Consignes à suivre |
Répondez brièvement à ces questions sur l'extrait :
1. De quelle nation était le jeune solitaire ?
2. Qui prenait adroitement les intérêts du frère ?
3. Combien de temps dura la persécution apparente ?

Extrait cité |
###

Page:Marin - Vies choisies des Pères des déserts d'Orient, 1861.djvu/194

La bibliothèque libre.
Le texte de cette page a été corrigé et est conforme au fac-similé.

« Je vous dirai sur cela ce que j’ai vu moi-même en Égypte. Il y avait dans un monastère un jeune solitaire, Grec de nation, qui souffrait des tentations fâcheuses, et dont les jeûnes les plus rigoureux et les travaux les plus pénibles n’étaient pas capables de modérer la violence. Son supérieur, craignant qu’il ne succombât, s’avisa de ce moyen pour l’en délivrer. Il ordonna à un des anciens de le maltraiter sans cesse, et, après lui avoir dit bien des injures, d’être le premier encore à se plaindre de lui. Alors on faisait venir des témoins qui déposaient toujours en faveur de l’ancien, de sorte que ce pauvre frère pleurait beaucoup de ces calomnies, et de ce qu’il n’y avait personne qui rendit témoignage à la vérité. Il n’y avait que le supérieur qui prît adroitement ses intérêts, de peur qu’il ne se laissât accabler par un excès de tristesse. Cette persécution apparente dura bien un an. Ensuite on lui demanda s’il était toujours tourmenté de ces mauvaises pensées qui lui causaient auparavant tant de peines. « Hélas ! répondit-il, comment pourrais-je penser au mal, puisque je n’ai pas même le temps de respirer ? » Si ce jeune homme avait été seul, qui est-ce qui lui aurait aidé à vaincre ses tentations ?

###

Données fournies |
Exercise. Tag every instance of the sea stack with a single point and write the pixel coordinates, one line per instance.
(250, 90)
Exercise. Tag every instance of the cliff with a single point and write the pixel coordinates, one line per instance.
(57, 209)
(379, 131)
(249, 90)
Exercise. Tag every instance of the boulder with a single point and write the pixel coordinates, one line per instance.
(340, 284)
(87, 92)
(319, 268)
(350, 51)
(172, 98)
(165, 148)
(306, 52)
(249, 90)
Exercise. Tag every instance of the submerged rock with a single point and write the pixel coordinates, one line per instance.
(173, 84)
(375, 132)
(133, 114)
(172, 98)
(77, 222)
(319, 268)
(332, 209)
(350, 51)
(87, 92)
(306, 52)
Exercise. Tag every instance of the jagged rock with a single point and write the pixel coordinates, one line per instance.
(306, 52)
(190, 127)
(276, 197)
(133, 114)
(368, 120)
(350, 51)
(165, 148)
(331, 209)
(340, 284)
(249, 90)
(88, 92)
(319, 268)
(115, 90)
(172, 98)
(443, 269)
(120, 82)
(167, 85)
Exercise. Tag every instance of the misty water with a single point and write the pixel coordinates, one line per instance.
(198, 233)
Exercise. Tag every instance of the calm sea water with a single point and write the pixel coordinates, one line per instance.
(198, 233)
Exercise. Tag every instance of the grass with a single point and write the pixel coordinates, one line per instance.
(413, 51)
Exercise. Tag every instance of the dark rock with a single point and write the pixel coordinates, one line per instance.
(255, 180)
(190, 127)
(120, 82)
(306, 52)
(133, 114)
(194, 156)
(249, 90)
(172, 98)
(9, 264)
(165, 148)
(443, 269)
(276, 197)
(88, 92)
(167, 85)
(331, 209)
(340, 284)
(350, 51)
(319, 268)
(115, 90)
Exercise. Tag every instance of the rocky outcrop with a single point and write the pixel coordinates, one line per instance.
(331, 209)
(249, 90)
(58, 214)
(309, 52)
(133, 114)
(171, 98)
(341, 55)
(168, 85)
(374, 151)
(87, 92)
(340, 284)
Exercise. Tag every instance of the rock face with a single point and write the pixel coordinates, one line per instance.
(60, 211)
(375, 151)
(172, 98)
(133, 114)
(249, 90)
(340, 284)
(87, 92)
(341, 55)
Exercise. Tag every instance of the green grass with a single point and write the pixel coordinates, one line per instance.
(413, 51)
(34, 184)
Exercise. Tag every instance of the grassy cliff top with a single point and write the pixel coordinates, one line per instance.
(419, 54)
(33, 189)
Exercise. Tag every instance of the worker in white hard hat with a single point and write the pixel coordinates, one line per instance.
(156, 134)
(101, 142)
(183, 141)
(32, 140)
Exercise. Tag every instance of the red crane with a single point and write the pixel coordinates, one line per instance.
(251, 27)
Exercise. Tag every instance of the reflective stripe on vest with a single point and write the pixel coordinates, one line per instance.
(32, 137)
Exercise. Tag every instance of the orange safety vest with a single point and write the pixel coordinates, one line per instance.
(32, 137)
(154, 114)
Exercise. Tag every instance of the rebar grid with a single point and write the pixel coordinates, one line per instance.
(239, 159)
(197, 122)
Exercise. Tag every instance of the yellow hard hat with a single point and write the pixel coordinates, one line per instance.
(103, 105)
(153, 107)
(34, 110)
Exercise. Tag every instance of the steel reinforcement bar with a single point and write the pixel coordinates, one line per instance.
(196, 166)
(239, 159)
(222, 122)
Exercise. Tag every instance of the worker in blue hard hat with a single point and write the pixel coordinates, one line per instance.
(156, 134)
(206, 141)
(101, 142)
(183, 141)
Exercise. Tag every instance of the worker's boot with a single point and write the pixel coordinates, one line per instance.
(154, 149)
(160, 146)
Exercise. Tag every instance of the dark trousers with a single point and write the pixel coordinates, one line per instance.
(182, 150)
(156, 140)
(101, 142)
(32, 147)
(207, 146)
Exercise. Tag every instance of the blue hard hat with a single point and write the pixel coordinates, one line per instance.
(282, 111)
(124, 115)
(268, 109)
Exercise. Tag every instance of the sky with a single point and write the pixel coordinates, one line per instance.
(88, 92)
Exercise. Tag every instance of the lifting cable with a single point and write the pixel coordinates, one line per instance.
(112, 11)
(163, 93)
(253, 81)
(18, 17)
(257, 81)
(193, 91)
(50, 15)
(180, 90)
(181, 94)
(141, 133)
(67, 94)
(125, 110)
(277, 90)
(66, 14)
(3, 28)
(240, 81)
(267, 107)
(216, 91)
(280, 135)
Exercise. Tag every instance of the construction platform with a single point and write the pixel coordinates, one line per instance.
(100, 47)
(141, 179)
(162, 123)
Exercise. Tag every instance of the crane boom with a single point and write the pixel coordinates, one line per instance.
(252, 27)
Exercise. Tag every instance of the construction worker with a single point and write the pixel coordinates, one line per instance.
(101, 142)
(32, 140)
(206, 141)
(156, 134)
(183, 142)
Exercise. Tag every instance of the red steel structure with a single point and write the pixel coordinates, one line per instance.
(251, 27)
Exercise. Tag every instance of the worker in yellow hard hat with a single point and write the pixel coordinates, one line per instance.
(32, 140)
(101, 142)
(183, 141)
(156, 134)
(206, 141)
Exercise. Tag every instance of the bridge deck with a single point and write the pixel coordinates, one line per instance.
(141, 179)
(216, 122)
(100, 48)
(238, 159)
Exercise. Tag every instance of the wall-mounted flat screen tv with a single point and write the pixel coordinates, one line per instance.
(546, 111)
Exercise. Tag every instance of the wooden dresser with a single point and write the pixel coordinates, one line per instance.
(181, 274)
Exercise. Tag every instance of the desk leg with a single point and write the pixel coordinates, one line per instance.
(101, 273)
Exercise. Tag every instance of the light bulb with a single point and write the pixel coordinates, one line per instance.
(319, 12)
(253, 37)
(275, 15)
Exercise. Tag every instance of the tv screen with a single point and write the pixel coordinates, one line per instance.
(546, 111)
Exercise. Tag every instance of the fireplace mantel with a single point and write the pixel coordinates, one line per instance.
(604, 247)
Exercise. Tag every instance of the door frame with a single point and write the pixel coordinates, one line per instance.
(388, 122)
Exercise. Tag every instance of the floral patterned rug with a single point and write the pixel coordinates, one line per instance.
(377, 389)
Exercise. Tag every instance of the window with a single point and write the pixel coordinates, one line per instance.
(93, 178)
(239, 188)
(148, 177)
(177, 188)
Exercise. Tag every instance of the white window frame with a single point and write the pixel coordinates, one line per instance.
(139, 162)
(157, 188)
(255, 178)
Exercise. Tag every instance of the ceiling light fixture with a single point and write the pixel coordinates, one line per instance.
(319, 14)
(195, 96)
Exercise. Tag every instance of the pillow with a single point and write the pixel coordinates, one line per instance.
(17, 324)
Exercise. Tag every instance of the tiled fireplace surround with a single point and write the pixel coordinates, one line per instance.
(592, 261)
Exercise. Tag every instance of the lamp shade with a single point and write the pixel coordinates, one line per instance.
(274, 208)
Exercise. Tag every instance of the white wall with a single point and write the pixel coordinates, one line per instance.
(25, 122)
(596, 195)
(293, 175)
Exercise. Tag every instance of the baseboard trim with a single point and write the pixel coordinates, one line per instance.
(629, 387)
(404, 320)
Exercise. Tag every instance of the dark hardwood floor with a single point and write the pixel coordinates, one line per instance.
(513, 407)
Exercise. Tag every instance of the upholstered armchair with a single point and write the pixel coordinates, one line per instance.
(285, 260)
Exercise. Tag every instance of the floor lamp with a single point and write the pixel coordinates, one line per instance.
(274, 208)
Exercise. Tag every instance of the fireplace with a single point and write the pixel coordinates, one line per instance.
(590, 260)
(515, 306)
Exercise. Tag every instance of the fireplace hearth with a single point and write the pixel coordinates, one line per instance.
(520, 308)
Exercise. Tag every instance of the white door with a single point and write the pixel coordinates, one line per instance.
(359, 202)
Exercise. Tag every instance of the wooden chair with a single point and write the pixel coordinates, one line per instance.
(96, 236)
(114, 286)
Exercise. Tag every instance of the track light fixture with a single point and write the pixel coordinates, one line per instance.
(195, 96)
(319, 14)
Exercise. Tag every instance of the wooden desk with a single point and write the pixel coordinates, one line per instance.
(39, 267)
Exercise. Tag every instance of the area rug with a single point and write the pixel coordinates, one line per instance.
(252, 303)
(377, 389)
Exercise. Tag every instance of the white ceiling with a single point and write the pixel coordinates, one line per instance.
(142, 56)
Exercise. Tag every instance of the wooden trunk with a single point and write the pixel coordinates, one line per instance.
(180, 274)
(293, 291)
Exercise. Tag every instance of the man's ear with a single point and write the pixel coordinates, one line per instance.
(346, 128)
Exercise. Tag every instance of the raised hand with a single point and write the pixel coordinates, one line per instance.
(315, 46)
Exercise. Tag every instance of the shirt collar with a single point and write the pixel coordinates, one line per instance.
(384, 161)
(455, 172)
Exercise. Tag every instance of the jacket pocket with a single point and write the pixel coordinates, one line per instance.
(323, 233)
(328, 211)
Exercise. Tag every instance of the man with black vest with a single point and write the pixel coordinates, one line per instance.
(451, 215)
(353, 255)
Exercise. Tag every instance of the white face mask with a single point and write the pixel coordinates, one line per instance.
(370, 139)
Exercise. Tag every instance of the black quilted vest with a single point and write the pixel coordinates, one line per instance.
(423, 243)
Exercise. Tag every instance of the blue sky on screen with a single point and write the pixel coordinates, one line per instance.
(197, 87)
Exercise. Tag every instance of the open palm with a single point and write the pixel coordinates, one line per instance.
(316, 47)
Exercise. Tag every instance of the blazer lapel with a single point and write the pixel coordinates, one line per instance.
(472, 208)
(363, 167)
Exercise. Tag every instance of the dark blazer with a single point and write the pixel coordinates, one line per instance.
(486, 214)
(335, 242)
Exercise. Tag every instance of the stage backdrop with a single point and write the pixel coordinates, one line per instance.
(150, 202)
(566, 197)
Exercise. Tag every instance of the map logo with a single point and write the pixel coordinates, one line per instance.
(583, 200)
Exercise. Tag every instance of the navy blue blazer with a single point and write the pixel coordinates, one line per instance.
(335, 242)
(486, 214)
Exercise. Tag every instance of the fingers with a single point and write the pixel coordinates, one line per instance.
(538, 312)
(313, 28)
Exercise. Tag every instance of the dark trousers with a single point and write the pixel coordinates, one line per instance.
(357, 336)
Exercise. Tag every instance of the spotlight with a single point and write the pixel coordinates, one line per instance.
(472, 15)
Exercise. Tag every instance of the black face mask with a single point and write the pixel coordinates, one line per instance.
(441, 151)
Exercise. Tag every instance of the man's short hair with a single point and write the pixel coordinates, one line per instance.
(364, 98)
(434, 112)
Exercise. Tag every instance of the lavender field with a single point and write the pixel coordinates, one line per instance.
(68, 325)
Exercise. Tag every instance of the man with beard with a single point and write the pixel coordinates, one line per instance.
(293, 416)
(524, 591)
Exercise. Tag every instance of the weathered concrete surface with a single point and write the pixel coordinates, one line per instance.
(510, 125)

###

Réponse complète |
1. Il était Grec de nation.
2. Le supérieur.
3. Bien un an.